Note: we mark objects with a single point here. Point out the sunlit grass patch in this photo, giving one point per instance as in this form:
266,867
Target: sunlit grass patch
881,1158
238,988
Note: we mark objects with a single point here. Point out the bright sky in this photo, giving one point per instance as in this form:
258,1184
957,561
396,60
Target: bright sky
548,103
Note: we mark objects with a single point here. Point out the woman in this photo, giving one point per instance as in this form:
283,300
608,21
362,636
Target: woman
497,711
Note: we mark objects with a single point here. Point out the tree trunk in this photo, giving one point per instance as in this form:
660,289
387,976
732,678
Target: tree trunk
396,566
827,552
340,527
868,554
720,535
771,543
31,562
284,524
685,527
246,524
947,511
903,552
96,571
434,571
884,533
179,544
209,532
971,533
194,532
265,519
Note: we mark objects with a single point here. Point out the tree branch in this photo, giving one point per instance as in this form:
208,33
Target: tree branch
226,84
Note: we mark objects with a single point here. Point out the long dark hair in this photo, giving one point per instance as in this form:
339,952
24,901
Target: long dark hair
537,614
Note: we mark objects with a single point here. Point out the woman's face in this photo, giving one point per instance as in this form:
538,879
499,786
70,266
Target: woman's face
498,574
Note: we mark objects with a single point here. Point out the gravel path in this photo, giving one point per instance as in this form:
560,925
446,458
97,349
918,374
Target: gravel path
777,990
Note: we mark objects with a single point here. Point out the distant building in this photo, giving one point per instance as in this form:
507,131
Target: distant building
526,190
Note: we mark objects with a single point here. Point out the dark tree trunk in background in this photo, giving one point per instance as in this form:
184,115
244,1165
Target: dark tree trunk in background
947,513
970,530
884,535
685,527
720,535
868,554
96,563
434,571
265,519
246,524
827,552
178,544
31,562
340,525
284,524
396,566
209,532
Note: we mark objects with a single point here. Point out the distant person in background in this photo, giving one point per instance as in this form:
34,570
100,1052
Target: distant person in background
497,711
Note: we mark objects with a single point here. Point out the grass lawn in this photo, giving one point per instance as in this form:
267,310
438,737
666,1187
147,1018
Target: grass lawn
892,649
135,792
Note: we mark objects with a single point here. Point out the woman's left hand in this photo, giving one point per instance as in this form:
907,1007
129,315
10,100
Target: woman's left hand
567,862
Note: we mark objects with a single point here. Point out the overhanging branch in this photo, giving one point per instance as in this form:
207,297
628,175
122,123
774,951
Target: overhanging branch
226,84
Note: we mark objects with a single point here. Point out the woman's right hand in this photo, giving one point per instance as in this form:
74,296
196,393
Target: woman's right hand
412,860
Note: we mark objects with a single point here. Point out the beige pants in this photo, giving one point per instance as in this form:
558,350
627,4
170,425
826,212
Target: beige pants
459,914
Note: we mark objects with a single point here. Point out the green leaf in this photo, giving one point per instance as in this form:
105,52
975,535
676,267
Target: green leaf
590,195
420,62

******

Task directions: Output all of the material exactly.

Result of this task:
Note: we mark objects with a single point here. Point out the sunlit grass patch in this photo, giving one point per instance as in this form:
266,867
Target: sunlit grass patch
881,1158
238,988
Note: we mark objects with a single point here. Point out the bright sky in this photo, giving one point per instance as in this form:
258,1184
957,561
396,60
Target: bright sky
548,103
Note: we mark objects with a single point here. Point out the woman in this photo, giving one point per instance as in this form:
283,300
608,21
362,636
Target: woman
497,711
Note: we mark objects with a single point here. Point out the tree trunk in this photo, giving one point per instance as in this form:
660,289
387,976
732,678
Target: tree trunk
396,566
827,552
340,527
868,554
720,535
771,543
31,562
284,524
685,527
246,524
947,511
903,552
96,571
434,571
884,533
179,544
209,532
971,533
194,532
265,519
Note: we mark objects with a single point here. Point out the tree branch in this photo, giving one point per instance as in this form:
208,33
Target: tree branch
226,84
Note: we mark objects with a single point here. Point out the long dark hair in this photo, giving one point per instance as in this form:
339,952
24,901
Target: long dark hair
537,614
Note: we mark objects with a single point here. Point out the woman's face in this photo, giving one point per instance as in this form:
538,879
499,786
70,266
Target: woman's face
498,574
Note: we mark objects with a single point here. Point out the gravel path in this photo, giving one point per instance as in this form:
560,925
446,458
97,349
918,374
Target: gravel path
777,990
Note: we mark objects with a single point here. Point out the distant building in this photo, giving one point per instance as in this form:
507,131
Target: distant building
526,190
Note: we mark objects with a single point here. Point out the dark tree trunk in background in this photo, giving one point per instance as in this form:
184,115
244,1165
Target: dark tree trunk in background
947,513
970,530
884,535
685,527
720,535
868,554
96,563
434,571
265,519
246,524
827,552
178,544
31,562
340,525
284,524
396,566
209,532
Note: we mark objects with a single point here. Point out the distant person in background in this photo, giving one point per instance as in this form:
34,570
100,1052
Target: distant person in background
497,711
Note: we mark objects with a single point here. Point out the grass lawn in this photo, giving one point per instance as in this form:
267,310
438,737
666,1187
147,1018
Target: grass lawn
892,649
135,792
Note: we mark objects with a single point here. Point out the woman's left hand in this photo, giving one point per instance as in this form:
907,1007
129,315
10,100
Target: woman's left hand
567,862
Note: we mark objects with a single point here. Point out the overhanging branch in this photo, giving one point per instance as in this form:
207,297
628,175
122,123
774,951
Target: overhanging branch
226,84
Note: we mark objects with a single point here. Point out the woman's right hand in this photo, giving one point per instance as in this form:
74,296
196,393
Target: woman's right hand
412,860
Note: we mark objects with a single point here. Point out the beige pants in this photo, giving one point per instance as in this form:
558,350
627,4
170,425
826,212
Target: beige pants
459,914
Note: we mark objects with a single point here. Point out the green leaf in this photo, giving one point per instance as in this form:
105,52
975,535
676,267
Target: green leaf
590,195
420,62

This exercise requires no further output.